EXCERPT:
The patient scowls across the room at the harried doctor. The doctor has fifteen minutes with the patient and unfortunately has three people waiting in the crowded waiting room and he is already 45 minutes behind. The patient barks, “You better give me some klonopin or adderall dude, cause if you don’t, I don’t know what’s gonna happen. I might violate my probation and I’m not going back to prison. I’m gonna hurt somebody if you don’t give it to me dude.” The patient is agitated and twirls the chain on his wallet in one hand and beats a cell phone against his leg with the other.  The psychiatrist hears someone in the waiting room loudly swearing at the receptionist for having to wait so long.
This scene may be somewhat more realistic for many modern day psychiatrists, but not as classically romantic as Hollywood wishes for.  When I was in medical school and I chose a residency in psychiatry, I still held on to a bit of the classic archetypal image. The image implied that the patient actually wanted to be there, and happily paid their bill. I liked the idea where the patient developed new insights into their unconscious and became healthier. The idea that almost everything had a meaning and was precisely interpreted was most appealing.
Many myths and misnomers abound in regard to the modern day practice of psychiatry. Many people believe that psychiatrists are extremely wealthy. They stare in disbelief during conversation, when I advise them that psychiatry is the second lowest paid specialty in medicine. They are shocked when I advise them that most medical students don’t choose a residency in psychiatry because there is relatively little pay compared to other specialties. They are dumbfounded when I advise them that 90% of my patients don’t pay in cash or check or credit card and that the vast majority of my patients don’t pay anything at all for their psychiatric care.  It seems that it is much simpler to hold on to the classic romantic view of psychiatry.
Another popularly held myth is that most psychiatrists are a bit crazy and simply go into psychiatry to figure themselves out.  Sometimes I ascribe to that view, but I can honestly say that the rate of craziness is probably not any higher in the field, than say surgery, or the legal world or carpentry or any other line of work. The psychiatrist just hangs around professed psychopathology all day. But you can’t really catch mental illness per say in the same way you catch a cold.  Most psychiatrists are actually rather humane, empathic individuals that chose the profession because they were interested in truly helping their fellow human being.
Ideally, in medical school, I felt psychiatry may have bridged the gap between the art and the science of medicine. It starts at an infinitely tiny point, namely the human brain and explodes into every scholarly domain. It touches philosophy, sociology, art, history, biology, chemistry, anthropology, linguistics and psychology to name a few. 
            After practicing for fifteen years, it is so very different from what I idealized back when three piece suits where still in style. The pressure like most areas of medicine nowadays can be ungodly. Idiosyncratic pressures in the field are abundant. For example psychiatry is the only field where one might be sued for malpractice, for failing to protect someone you never knew existed.  Depending on circumstance, the psychiatrist may be held liable if their patient harms someone else. The degree of violence in society is astounding and dictates the scope of many psychiatric practices in America today. Violence often stems directly from early abuse and neglect and a lack of human regard and connectedness.  A large percentage of my patients grew up around violence and abuse with very little familial nurturance. Simply having no other option, be it determined by nurture or nature, they continue to perpetuate the cycle and are often predisposed to anger and impulse problems. Unfortunately for some the psychiatrist often becomes the displaced object of that anger. Every year in this country a significant number of psychiatrists are assaulted and one or two actually murdered by their patients. The threat rivals that of a busy emergency department, but the psychiatrist’s office is usually not equipped with armed security, unlike a busy intercity ED.

YOUR GOAL:
Write out the part of the essay on modern psychiatric practice that lies between "Ideally, in medical" and "name a few.", inclusive.

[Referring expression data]
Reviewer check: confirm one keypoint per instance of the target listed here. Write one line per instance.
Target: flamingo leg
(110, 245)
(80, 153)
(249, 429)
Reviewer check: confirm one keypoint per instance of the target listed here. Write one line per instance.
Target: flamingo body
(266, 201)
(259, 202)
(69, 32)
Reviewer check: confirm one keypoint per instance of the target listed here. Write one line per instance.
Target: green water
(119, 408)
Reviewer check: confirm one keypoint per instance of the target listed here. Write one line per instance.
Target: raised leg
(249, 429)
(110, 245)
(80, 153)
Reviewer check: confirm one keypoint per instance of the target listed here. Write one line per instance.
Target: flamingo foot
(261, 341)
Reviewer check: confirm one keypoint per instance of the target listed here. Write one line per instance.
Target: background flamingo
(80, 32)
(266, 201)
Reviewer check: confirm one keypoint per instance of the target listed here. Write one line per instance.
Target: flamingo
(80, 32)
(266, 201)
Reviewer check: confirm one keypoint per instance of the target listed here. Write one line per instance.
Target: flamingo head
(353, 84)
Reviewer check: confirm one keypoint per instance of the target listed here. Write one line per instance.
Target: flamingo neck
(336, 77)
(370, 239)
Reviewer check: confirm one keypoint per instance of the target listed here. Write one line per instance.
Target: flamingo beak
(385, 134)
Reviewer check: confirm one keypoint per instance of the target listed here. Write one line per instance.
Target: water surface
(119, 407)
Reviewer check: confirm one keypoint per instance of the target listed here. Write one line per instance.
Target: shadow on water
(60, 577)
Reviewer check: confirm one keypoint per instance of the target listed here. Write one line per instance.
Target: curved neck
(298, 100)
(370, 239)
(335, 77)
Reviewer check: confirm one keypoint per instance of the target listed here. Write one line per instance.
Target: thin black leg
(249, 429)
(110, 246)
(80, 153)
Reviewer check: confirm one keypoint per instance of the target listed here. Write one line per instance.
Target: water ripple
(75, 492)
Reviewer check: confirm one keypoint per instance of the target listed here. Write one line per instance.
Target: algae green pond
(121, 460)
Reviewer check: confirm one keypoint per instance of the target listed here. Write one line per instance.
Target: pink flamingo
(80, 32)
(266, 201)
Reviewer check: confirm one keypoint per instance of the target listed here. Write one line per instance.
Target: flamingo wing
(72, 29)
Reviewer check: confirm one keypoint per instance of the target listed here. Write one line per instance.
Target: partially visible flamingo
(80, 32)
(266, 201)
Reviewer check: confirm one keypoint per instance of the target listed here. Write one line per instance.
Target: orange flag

WRITTEN RESPONSE:
Ideally, in medical school, I felt psychiatry may have bridged the gap between the art and the science of medicine. It starts at an infinitely tiny point, namely the human brain and explodes into every scholarly domain. It touches philosophy, sociology, art, history, biology, chemistry, anthropology, linguistics and psychology to name a few.